Give each line of the records below as one string in a JSON list, skipping any blank lines.
======== EXERCISE INPUT
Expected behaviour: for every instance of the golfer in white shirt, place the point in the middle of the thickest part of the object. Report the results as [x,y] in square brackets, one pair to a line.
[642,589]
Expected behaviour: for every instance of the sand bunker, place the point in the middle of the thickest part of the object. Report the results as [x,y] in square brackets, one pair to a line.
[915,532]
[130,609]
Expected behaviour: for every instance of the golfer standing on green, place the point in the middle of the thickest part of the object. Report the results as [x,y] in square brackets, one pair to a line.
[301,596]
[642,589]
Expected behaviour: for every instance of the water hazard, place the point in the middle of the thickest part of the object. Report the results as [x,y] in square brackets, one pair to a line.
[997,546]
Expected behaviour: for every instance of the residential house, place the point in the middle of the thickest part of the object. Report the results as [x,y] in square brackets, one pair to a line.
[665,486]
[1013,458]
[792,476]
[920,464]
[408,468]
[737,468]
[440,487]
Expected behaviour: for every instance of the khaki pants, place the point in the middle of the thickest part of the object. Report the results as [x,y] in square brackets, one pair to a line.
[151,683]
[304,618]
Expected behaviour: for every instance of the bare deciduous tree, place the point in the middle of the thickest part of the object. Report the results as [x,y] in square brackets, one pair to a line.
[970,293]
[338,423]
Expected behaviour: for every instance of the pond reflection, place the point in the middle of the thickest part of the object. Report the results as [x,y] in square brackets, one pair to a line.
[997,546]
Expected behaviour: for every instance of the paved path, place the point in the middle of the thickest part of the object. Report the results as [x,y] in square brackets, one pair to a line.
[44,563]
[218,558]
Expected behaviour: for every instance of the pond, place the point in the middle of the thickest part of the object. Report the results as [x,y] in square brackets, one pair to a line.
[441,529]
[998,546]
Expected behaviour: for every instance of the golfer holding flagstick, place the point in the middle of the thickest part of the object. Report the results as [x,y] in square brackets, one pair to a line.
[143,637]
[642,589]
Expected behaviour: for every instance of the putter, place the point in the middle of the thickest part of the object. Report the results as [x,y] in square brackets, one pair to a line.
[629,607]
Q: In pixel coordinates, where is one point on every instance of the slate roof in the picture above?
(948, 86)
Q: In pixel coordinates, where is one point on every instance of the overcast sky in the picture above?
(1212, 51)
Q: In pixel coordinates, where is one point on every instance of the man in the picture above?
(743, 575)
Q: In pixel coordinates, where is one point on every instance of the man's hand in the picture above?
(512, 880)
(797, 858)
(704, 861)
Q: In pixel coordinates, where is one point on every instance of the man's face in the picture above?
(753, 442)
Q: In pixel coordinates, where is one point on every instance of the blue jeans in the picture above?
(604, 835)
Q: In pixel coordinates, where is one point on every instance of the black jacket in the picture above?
================
[RESULT OF THIS EXERCISE]:
[
  "Expected behaviour: for every instance of the golfer in white shirt, place the point in the middle of the thickest part of the object. Report the results as [x,y] in square brackets, one pair to a line.",
  "[642,589]",
  "Expected behaviour: for every instance of the sand bunker, place the point in the middle of the thickest part of the object. Report the results as [x,y] in square brackets, one pair to a line.",
  "[915,532]",
  "[130,609]",
  "Expected behaviour: for every instance of the golfer standing on green, place the point in the middle of the thickest part of the object. Report the results as [x,y] in square brackets, one pair to a line.",
  "[301,596]",
  "[642,589]",
  "Expected behaviour: for every instance of the water hazard, place the point in the middle of the thickest part of the object. Report the results as [x,y] in square brackets, one pair to a line.",
  "[997,546]",
  "Expected behaviour: for every instance of the residential house, place the point in the middle of the thickest part of the object. Report the results as [x,y] in square brackets, one pair to a line.",
  "[665,486]",
  "[1013,458]",
  "[792,476]",
  "[920,464]",
  "[408,468]",
  "[737,468]",
  "[440,487]",
  "Expected behaviour: for every instance of the khaki pants, place the point in the middle of the thickest part of the object. Report the results as [x,y] in square brackets, one pair to a line.",
  "[151,683]",
  "[304,618]",
  "Expected behaviour: for every instance of the bare deciduous tree, place the point in the middle of the thickest part of the object. Report the results as [x,y] in square brackets, one pair to a line.",
  "[970,293]",
  "[338,423]",
  "Expected behaviour: for every instance of the pond reflection, place the point in the middle of the thickest part of the object. Report the results as [x,y] in square brackets, one pair to a line.",
  "[997,546]",
  "Expected behaviour: for every instance of the paved path, place the point in the middle of the thickest part of the object. Report the results as [x,y] in square brackets, one pair to a line.",
  "[44,563]",
  "[218,558]",
  "Expected behaviour: for every instance of the pond, place the point in the middle of the thickest part of the object. Report the results as [x,y] in square brackets, one pair to a line.",
  "[441,529]",
  "[998,546]",
  "Expected behaviour: for every instance of the golfer holding flagstick, place the point in the middle of the thickest part of the object. Report the results as [x,y] in square brackets, one pair to a line.",
  "[143,637]",
  "[642,589]",
  "Expected behaviour: for every instance of the putter, place the point in the middle of the thickest part of the object. Report the results as [x,y] in square brackets, one pair to a line.",
  "[629,607]",
  "Q: In pixel coordinates, where is one point on every instance of the slate roof in the picture above?",
  "(948, 86)",
  "Q: In pixel coordinates, where is one point on every instance of the overcast sky in the picture above?",
  "(1212, 51)",
  "Q: In pixel coordinates, where is one point on every instance of the man in the picture above?",
  "(743, 575)",
  "Q: In pixel coordinates, where is one point on every instance of the man's hand in the picture above?",
  "(512, 880)",
  "(797, 858)",
  "(704, 861)",
  "Q: In pixel coordinates, where is one point on every instance of the man's face in the picture above?",
  "(753, 442)",
  "Q: In pixel coordinates, where is one point on every instance of the blue jeans in the picture above?",
  "(604, 835)",
  "Q: In pixel coordinates, where is one point on every instance of the black jacket in the picture above?"
]